### TASK BRIEF
Copy the following lines word for word, in their original order.

BEGIN DATASET EXTRACT

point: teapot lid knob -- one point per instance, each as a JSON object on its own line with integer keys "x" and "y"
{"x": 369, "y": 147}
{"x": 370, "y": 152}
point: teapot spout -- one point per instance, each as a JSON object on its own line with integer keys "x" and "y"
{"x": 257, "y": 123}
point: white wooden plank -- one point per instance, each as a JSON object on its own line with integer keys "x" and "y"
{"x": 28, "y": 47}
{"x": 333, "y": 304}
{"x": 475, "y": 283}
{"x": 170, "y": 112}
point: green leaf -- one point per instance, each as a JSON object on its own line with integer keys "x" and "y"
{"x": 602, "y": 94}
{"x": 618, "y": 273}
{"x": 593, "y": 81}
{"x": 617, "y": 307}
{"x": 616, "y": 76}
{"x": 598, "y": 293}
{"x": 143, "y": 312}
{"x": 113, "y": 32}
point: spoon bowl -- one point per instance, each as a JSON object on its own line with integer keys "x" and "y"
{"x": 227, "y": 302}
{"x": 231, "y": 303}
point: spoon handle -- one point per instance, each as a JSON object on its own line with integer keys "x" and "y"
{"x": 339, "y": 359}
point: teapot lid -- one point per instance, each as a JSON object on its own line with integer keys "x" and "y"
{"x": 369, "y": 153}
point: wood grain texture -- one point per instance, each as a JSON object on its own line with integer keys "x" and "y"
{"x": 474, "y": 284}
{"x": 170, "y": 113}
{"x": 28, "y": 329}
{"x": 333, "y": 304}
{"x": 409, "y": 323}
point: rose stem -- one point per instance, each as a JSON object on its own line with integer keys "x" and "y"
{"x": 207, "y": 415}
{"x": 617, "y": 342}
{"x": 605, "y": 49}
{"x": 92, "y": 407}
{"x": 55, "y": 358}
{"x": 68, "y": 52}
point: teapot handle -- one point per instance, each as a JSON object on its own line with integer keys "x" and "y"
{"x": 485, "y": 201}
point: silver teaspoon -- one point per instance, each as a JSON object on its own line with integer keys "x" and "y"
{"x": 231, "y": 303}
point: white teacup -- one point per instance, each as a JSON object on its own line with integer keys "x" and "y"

END DATASET EXTRACT

### RESPONSE TO THIS TASK
point: teapot lid knob -- one point per instance, each as a JSON object on its own line with integer keys "x" and "y"
{"x": 369, "y": 147}
{"x": 370, "y": 152}
point: teapot spout -- one point per instance, each as a JSON object on its own line with integer keys "x" and "y"
{"x": 257, "y": 123}
point: white wooden plank -- one point per instance, each as a JSON object on its own line with integer keys "x" and "y"
{"x": 28, "y": 47}
{"x": 333, "y": 304}
{"x": 475, "y": 283}
{"x": 170, "y": 112}
point: green leaf -- one point per instance, each as a JSON object on its own line with integer keys "x" and "y"
{"x": 602, "y": 94}
{"x": 618, "y": 273}
{"x": 593, "y": 81}
{"x": 617, "y": 307}
{"x": 616, "y": 76}
{"x": 598, "y": 293}
{"x": 143, "y": 312}
{"x": 113, "y": 32}
point: spoon bowl -- one point per instance, each as a JSON object on its own line with integer keys "x" and "y"
{"x": 227, "y": 302}
{"x": 231, "y": 303}
point: spoon handle -- one point per instance, each as a JSON object on its own line with integer keys "x" and "y"
{"x": 339, "y": 359}
point: teapot lid -- one point per instance, each as a JSON object on its own line with integer keys "x" and "y"
{"x": 369, "y": 153}
point: wood grain texture -- one point per instance, each as a JSON object on its own line with integer keys "x" and "y"
{"x": 474, "y": 284}
{"x": 170, "y": 113}
{"x": 28, "y": 329}
{"x": 333, "y": 304}
{"x": 409, "y": 323}
point: rose stem -- one point per instance, each as a JSON object on its own line with integer keys "x" and "y"
{"x": 207, "y": 415}
{"x": 617, "y": 342}
{"x": 605, "y": 49}
{"x": 92, "y": 407}
{"x": 55, "y": 358}
{"x": 68, "y": 52}
point: teapot handle -- one point per instance, each as a JSON object on its own line with integer keys "x" and "y"
{"x": 485, "y": 201}
point: silver teaspoon -- one point per instance, each as a JSON object on its own line with integer keys "x" and "y"
{"x": 231, "y": 303}
point: white teacup -- one point per instance, each as a JSON object on its own line with integer keys "x" and "y"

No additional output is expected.